Point-per-instance localization data
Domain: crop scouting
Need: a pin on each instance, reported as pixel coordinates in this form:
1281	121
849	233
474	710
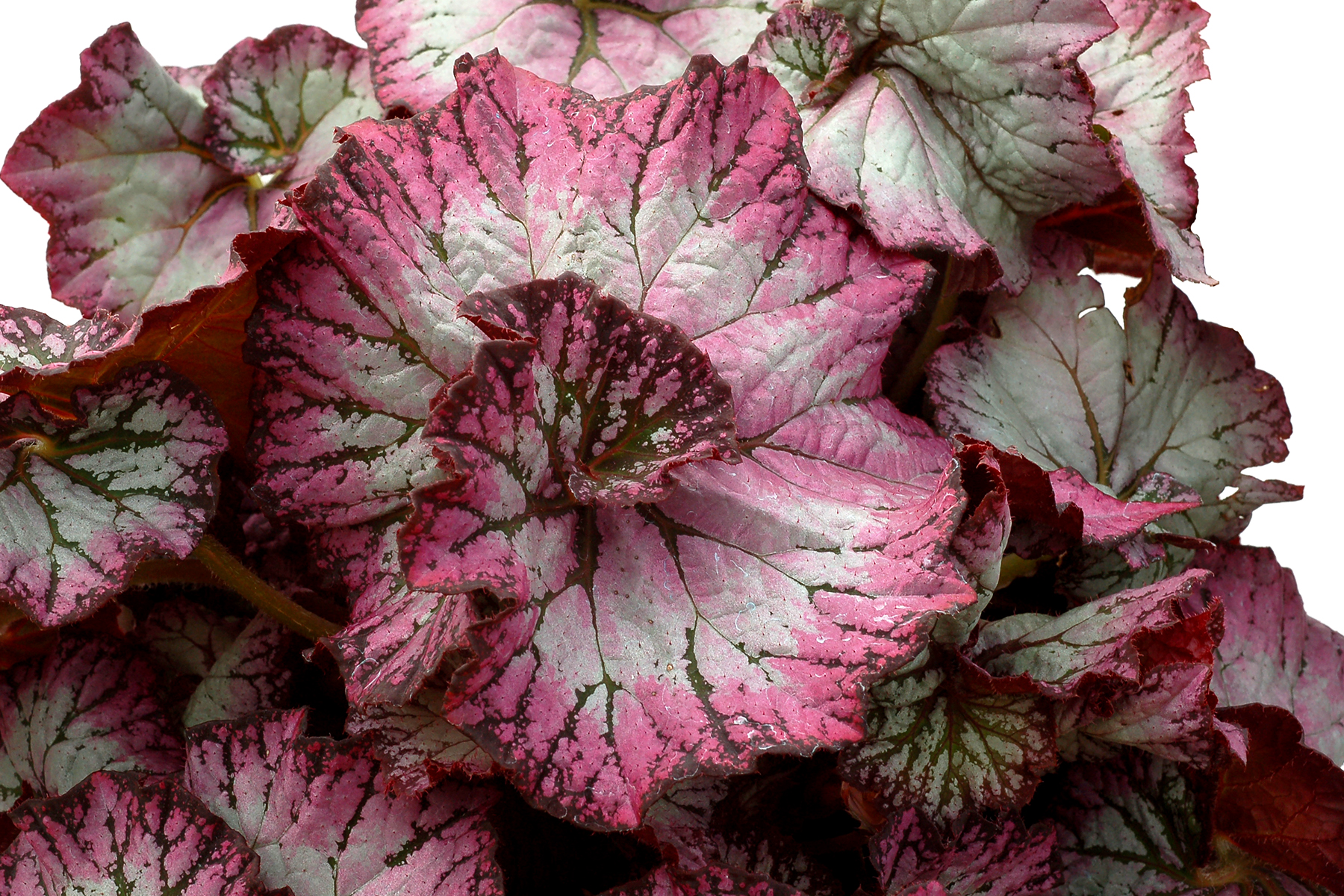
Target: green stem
933	335
234	575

_Instructions for the task_.
In the copy, omit the pictures and give every line of the data exactly.

_Task output_.
Domain: crop scouting
Need: a pin on each instance, reported as pixel coordinates in this form:
1281	121
849	233
474	710
Target: green stem
933	335
234	575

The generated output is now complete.